═══ Provided text ═══
The Labour Relations Act does not contain a definition of the term "managerial function", nor are there any specified criteria to guide the Board in reaching its opinion. The task of developing such criteria has fallen to the Board itself, and in recognition of the fact that the exercise of managerial functions can assume different forms in different work settings, the Board has, over the years, evolved various general approaches to assist it in its inquiry. In the case of so-called "first line" managerial employees, the important question is the extent to which they make decisions which affect the economic lives of their fellow employees thereby raising a potential conflict of interest with them. Thus, the right to hire, fire, promote, demote, grant wage increases or discipline employees are all manifestations of managerial authority, and the exercise of such authority is incompatible with participation in trade union activities as an ordinary member of the bargaining unit. In the case of more senior managerial personnel whose decision-making may have a less direct or immediate impact on bargaining unit employees, the Board has focused on the degree of independent decision-making authority over important aspects of the employer's business. It is evident that persons making significant executive or business decisions should be considered a part of the "management team" even though they do not exercise the kind of direct authority over employees which is characteristic of a first line foreman.
═══
### To be done
**1.** Can you condense the paragraph beginning "The Labour Relations Act does not contain" from the text on managerial functions into a short list that keeps its main facts?
**2.** Would you carry the text on managerial functions forward from its final sentence?
═══ Given data ═══
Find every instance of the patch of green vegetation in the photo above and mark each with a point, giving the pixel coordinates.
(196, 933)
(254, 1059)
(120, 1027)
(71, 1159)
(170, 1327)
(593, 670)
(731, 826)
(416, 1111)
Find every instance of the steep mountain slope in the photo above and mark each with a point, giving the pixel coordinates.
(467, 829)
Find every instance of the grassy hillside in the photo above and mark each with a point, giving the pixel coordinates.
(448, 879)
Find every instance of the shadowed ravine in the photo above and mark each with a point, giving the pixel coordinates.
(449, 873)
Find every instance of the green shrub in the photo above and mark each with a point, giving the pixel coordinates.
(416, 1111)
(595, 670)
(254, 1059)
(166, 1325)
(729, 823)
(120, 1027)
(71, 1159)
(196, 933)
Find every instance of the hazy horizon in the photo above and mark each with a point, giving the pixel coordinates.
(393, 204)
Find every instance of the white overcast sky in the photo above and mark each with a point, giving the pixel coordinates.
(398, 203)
═══
### Outputs in order
**1.**
- The Labour Relations Act neither defines "managerial function" nor sets criteria for the Board's opinion.
- The Board has developed its own criteria and general approaches, since managerial functions take different forms in different work settings.
- For "first line" managerial employees, the key question is how far their decisions affect fellow employees' economic lives, creating a potential conflict of interest.
- Authority to hire, fire, promote, demote, grant wage increases or discipline is managerial, and exercising it is incompatible with union participation as an ordinary bargaining unit member.
- For more senior personnel, whose decisions affect bargaining unit employees less directly, the Board looks at their degree of independent decision-making authority over important aspects of the employer's business.
- People who make significant executive or business decisions belong to the "management team" even without a first line foreman's direct authority over employees.

**2.**
The line between "employee" and "management" is often shaded, and while it is helpful to consider the principles articulated by the Board in previous cases, ultimately the determination must turn on the facts of the particular case. There is no litmus test which is universally applicable and dictates the results in every situation, and in assessing each case, the Board must have due regard to the nature of industry, the nature of the particular business, and individual employer's organizational scheme. There must, of course, be a rational relationship between the number of superiors and subordinates, consultation or "input" should not be confused with decision-making, and neither technical expertise nor the importance of an employee's function can be automatically equated with managerial status. On the other hand, there may be individuals whose nominal authority appears to be limited, and who have no formal managerial position or title, but who nevertheless make recommendations affecting the economic destiny of their fellow employees which are so frequently forthcoming, and consistently followed by superiors, that it can be said that, in fact, the effective decision is made by the challenged individual. It is this type of recommendation which the Board has characterized as an "effective recommendation" and the inclusion of these persons in the bargaining unit would raise the very kind of conflict of interest which section 1(3)(b) was designed to avoid. Persons making "effective recommendations" of this kind are regarded as part of the "management team", and are excluded from the bargaining unit.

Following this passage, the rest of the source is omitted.